++++ TESTO FORNITO ++++

10 migliori app fitness

10 App fitness utili per gli appassionati 

Ormai è risaputo, l’attività fisica fa bene a corpo e mente. Sport e allenamenti ci mantengono in forma e in salute, ma contribuiscono anche a migliorare l’umore e a regalarci quel senso di benessere e relax post training tanto apprezzato dagli atleti.

La motivazione è la chiave del successo di ogni attività fisica, che si tratti di un programma di allenamento funzionale, di una sessione di running o di altre tipologie di sport. Ma la vera difficoltà è riuscire a mantenerla sempre al massimo e puntare dritti agli obiettivi che ci si è prefissati.

Ci saranno sempre i giorni in cui ci si sente esausti da una giornata di lavoro, in cui il meteo non è favorevole, o in cui non si ha proprio voglia di rispettare la propria tabella di marcia. Per mantenere costanza e determinazione può essere di grande aiuto stabilire i propri obiettivi e misurarli giorno per giorno. Come? Semplice, monitorando la propria attività fisica! La percezione dei miglioramenti (anche i più piccoli) rappresenta un grande incentivo per andare avanti!

++++ ESTRATTI DEL DATASET ++++

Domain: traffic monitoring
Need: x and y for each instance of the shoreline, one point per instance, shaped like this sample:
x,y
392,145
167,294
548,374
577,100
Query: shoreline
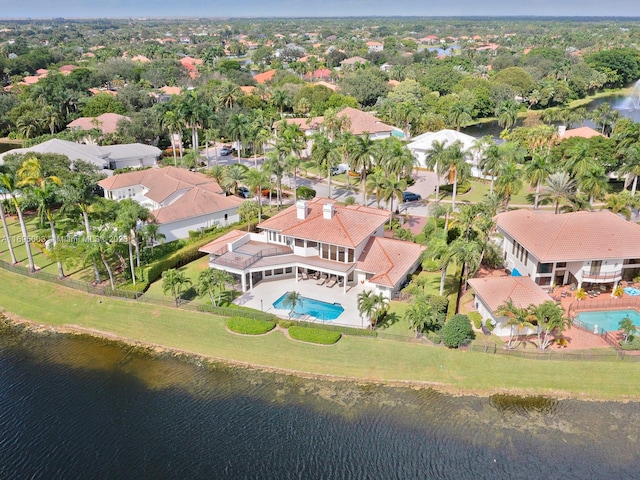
x,y
153,349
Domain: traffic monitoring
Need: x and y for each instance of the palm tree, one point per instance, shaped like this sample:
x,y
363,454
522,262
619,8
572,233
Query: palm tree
x,y
507,113
255,180
631,165
594,182
516,318
174,281
292,300
559,187
367,305
536,171
6,230
509,181
454,160
11,188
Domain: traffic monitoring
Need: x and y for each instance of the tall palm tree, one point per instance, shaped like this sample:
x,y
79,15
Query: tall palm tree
x,y
509,181
33,179
6,229
560,186
537,170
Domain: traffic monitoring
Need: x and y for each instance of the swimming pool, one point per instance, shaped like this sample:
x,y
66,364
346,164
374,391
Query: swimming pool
x,y
315,308
609,319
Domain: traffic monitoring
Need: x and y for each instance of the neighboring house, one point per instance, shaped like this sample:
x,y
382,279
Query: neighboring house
x,y
375,46
180,200
344,243
422,144
106,123
110,157
570,248
359,123
493,292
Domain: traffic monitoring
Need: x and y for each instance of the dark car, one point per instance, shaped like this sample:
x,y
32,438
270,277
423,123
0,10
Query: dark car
x,y
410,197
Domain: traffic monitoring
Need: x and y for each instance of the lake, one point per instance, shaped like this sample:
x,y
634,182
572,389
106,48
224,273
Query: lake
x,y
77,407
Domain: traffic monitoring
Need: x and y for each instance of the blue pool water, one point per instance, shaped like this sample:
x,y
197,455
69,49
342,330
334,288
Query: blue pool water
x,y
314,308
608,320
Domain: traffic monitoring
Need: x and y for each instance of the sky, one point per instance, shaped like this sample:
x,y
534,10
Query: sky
x,y
312,8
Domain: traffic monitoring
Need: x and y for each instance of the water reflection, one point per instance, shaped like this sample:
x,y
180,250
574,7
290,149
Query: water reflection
x,y
75,407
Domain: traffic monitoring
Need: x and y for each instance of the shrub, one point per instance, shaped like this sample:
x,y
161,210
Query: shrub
x,y
305,193
476,319
248,326
314,335
457,331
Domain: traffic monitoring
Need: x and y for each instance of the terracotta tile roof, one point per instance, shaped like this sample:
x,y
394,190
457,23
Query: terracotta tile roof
x,y
107,122
350,226
495,291
265,76
584,132
575,236
221,242
388,259
362,122
194,203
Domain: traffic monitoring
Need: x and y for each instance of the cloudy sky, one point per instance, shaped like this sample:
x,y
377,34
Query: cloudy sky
x,y
331,8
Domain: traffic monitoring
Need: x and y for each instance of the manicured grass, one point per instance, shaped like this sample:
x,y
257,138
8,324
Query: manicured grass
x,y
248,326
358,357
314,335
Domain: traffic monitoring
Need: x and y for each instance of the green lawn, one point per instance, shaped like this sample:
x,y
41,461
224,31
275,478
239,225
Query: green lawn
x,y
365,358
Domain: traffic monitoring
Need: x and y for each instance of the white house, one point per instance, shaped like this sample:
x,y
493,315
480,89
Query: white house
x,y
341,244
490,293
422,144
570,248
110,157
180,200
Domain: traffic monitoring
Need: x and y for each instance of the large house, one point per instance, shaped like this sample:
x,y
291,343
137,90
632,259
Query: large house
x,y
110,157
341,244
180,200
422,144
570,248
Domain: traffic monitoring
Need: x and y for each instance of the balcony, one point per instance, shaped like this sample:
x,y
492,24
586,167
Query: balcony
x,y
608,277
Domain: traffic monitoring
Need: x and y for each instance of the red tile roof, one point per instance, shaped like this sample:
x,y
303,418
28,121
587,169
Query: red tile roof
x,y
576,236
350,226
495,291
389,259
265,76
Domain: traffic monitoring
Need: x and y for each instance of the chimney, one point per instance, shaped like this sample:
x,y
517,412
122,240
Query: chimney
x,y
301,209
561,130
327,211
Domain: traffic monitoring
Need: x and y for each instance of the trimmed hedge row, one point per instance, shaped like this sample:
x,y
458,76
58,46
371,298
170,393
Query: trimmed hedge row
x,y
356,332
314,335
248,326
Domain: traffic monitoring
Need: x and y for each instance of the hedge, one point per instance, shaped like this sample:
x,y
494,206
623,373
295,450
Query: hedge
x,y
248,326
314,335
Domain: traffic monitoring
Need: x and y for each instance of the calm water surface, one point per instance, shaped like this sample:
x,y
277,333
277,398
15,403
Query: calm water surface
x,y
82,408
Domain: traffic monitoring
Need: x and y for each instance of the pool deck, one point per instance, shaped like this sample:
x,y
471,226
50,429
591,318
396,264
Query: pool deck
x,y
266,292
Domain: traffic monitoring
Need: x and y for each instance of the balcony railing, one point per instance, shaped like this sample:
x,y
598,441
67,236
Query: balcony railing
x,y
602,277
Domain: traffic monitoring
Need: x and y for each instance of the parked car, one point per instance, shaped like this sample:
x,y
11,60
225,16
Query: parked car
x,y
339,169
410,197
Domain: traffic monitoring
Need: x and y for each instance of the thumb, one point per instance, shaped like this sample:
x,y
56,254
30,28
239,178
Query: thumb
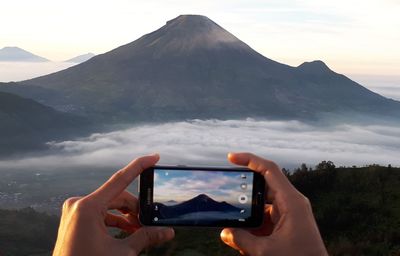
x,y
148,236
241,240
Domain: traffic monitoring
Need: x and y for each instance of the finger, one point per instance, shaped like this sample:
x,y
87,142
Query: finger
x,y
148,236
241,240
126,202
268,225
274,176
116,221
121,179
276,180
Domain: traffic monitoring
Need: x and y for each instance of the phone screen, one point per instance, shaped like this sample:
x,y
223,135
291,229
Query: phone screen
x,y
202,197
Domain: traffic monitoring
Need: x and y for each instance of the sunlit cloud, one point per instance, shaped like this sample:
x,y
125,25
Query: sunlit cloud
x,y
207,143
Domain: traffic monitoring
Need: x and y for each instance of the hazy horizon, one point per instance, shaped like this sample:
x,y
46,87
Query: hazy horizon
x,y
290,31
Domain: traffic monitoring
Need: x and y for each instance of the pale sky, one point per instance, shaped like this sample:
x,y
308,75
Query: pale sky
x,y
352,37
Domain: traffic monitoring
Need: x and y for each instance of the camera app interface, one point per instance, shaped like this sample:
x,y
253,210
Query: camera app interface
x,y
201,197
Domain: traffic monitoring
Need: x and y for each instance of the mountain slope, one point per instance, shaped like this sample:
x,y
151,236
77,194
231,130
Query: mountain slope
x,y
200,203
27,125
81,58
193,68
18,54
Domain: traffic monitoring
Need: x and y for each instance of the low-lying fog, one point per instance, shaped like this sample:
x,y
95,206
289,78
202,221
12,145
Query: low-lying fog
x,y
18,71
207,143
78,167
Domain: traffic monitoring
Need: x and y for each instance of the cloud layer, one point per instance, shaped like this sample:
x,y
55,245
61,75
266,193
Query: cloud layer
x,y
207,142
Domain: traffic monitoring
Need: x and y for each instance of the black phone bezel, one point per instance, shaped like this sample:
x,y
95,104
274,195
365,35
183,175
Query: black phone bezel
x,y
146,184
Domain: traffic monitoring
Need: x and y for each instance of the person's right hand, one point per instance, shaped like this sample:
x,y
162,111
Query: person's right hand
x,y
289,226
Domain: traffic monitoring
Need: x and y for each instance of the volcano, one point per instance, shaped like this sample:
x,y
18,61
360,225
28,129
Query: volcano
x,y
193,68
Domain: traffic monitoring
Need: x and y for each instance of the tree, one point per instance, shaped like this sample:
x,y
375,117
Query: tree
x,y
326,166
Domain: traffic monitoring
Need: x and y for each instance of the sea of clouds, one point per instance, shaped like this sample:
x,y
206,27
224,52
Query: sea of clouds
x,y
207,142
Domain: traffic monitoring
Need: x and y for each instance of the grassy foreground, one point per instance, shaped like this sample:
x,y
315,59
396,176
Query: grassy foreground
x,y
357,210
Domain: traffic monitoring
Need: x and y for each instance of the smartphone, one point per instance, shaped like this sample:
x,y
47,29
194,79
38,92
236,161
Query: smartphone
x,y
201,196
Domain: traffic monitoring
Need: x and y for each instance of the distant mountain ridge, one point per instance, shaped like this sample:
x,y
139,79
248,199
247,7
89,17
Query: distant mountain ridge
x,y
11,53
193,68
26,125
200,203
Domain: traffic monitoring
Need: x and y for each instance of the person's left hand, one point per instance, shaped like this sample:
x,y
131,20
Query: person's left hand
x,y
84,220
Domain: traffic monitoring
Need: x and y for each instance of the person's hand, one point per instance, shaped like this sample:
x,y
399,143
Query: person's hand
x,y
289,226
84,221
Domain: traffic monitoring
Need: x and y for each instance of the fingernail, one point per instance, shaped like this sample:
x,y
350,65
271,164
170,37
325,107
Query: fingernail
x,y
167,233
225,235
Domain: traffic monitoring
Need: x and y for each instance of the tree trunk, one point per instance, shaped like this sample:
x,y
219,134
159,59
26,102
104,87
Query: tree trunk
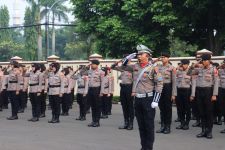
x,y
53,35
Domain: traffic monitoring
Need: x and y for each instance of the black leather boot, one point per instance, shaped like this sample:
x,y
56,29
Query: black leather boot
x,y
202,134
53,119
161,130
167,129
125,125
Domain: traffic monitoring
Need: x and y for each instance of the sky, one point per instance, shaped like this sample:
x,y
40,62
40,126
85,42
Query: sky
x,y
18,7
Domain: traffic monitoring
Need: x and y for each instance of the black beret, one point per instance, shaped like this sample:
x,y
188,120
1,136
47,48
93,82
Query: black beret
x,y
206,57
185,61
165,54
95,61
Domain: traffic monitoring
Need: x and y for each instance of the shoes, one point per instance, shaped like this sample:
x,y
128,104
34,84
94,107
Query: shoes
x,y
34,119
42,116
12,118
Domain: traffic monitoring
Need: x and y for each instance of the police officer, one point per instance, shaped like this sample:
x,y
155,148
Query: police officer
x,y
35,84
127,101
183,94
95,76
56,89
147,88
13,89
44,89
106,90
207,80
221,94
66,99
82,90
168,94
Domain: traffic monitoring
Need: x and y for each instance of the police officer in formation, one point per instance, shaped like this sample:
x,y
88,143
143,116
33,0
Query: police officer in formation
x,y
35,87
95,76
207,80
127,101
146,89
82,89
183,94
168,93
56,90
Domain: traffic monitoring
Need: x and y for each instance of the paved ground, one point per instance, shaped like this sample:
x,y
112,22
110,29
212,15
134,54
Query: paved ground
x,y
75,135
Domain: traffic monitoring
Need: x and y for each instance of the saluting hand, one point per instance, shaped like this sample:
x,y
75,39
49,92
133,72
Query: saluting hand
x,y
213,98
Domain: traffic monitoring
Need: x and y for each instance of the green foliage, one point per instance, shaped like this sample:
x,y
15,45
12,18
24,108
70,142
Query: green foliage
x,y
30,35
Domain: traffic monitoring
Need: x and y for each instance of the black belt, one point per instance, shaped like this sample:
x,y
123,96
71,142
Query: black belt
x,y
54,86
80,87
13,82
34,84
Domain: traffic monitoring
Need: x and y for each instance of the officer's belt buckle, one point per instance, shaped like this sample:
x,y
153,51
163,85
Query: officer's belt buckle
x,y
144,95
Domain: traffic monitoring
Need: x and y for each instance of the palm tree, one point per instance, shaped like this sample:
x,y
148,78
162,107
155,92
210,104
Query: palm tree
x,y
58,10
36,7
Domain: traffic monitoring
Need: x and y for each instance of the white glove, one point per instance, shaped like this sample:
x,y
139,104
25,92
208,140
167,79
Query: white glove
x,y
154,105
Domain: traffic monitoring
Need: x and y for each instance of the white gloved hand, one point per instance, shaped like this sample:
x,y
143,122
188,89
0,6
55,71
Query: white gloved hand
x,y
154,105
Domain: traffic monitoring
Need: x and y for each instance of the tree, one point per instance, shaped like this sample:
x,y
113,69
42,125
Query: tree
x,y
201,22
120,25
30,35
4,22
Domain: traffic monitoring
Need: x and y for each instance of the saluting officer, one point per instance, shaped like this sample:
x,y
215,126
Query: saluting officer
x,y
66,99
183,94
168,93
82,90
147,88
13,89
221,94
56,90
35,84
95,76
127,101
106,90
207,81
44,89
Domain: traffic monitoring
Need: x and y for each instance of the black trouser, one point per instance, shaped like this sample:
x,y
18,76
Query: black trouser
x,y
105,104
14,99
221,102
95,101
145,115
43,101
5,99
183,104
205,106
22,99
72,98
36,104
127,102
81,100
110,103
165,105
66,99
55,102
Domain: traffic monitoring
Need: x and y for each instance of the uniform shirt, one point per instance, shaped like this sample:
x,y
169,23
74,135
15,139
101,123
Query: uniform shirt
x,y
222,78
125,76
67,84
12,81
169,76
44,82
183,79
106,87
207,77
95,77
82,83
35,82
150,81
56,85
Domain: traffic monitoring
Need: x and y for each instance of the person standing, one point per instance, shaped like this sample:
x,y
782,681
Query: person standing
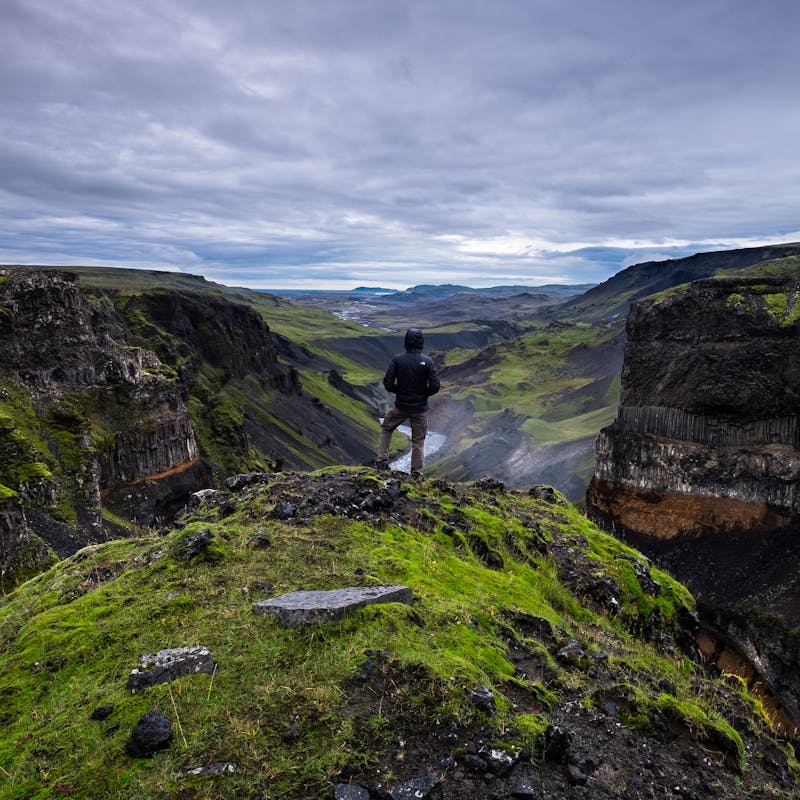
x,y
412,378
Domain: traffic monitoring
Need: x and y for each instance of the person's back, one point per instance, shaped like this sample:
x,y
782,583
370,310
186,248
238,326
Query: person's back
x,y
412,378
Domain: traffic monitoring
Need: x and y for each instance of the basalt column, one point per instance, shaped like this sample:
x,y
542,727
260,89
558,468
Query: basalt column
x,y
707,438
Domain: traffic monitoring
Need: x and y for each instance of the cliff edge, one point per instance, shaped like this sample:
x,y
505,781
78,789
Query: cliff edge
x,y
706,437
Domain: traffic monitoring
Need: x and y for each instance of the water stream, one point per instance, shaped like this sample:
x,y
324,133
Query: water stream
x,y
433,443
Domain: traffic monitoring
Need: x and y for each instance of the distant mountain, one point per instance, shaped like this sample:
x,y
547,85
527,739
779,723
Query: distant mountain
x,y
615,295
557,290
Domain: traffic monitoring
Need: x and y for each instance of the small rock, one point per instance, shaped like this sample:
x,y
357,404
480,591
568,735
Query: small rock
x,y
101,713
260,540
220,768
227,508
522,788
576,775
571,653
284,509
546,493
557,742
490,485
193,545
237,482
291,734
481,697
475,763
424,787
348,791
152,733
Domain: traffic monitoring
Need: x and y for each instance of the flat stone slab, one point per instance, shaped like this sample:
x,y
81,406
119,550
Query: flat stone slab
x,y
167,665
296,609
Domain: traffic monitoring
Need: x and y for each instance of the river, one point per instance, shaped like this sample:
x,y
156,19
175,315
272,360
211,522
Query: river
x,y
433,443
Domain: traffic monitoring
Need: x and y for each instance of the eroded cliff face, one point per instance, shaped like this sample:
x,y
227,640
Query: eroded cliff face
x,y
707,439
81,413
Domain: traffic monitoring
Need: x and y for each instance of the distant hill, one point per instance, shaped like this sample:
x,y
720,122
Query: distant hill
x,y
615,295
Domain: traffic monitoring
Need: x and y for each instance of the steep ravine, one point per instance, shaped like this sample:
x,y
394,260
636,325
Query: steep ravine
x,y
116,405
701,469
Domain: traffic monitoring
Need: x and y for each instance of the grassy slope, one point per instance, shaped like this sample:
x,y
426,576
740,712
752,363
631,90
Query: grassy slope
x,y
69,638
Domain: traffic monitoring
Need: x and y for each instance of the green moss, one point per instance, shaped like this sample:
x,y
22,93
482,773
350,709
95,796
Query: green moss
x,y
69,638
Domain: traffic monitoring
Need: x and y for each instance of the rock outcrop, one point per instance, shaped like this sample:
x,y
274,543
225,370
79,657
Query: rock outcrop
x,y
82,413
707,437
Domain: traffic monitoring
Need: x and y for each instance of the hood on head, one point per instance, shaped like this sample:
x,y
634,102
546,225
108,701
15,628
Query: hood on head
x,y
414,339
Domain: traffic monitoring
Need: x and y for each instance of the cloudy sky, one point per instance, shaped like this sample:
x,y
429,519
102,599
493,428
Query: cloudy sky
x,y
336,143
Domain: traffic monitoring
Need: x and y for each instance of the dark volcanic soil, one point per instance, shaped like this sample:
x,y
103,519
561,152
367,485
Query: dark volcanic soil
x,y
598,744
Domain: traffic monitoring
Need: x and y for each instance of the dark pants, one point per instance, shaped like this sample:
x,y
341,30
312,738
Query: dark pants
x,y
419,429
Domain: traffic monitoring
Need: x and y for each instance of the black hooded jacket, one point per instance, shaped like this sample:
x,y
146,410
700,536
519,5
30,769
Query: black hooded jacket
x,y
412,376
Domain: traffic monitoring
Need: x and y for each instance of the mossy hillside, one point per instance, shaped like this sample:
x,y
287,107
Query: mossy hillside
x,y
537,377
41,452
477,560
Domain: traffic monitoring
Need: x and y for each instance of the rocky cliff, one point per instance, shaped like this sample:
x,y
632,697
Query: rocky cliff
x,y
116,405
82,413
706,438
701,469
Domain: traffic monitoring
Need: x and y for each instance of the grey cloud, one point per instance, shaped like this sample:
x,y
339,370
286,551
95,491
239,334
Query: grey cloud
x,y
359,132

++++

> [COMPITI DA SVOLGERE]
1. Secondo il testo fornito, che cosa rappresenta la chiave del successo di ogni attività fisica?
2. Trascriva dal testo fornito il passo che va da "Ormai è risaputo, l’attività" fino a "si è prefissati.".

> [ELENCO DELLE RISPOSTE]
1. La motivazione.

2.
Ormai è risaputo, l’attività fisica fa bene a corpo e mente. Sport e allenamenti ci mantengono in forma e in salute, ma contribuiscono anche a migliorare l’umore e a regalarci quel senso di benessere e relax post training tanto apprezzato dagli atleti.

La motivazione è la chiave del successo di ogni attività fisica, che si tratti di un programma di allenamento funzionale, di una sessione di running o di altre tipologie di sport. Ma la vera difficoltà è riuscire a mantenerla sempre al massimo e puntare dritti agli obiettivi che ci si è prefissati.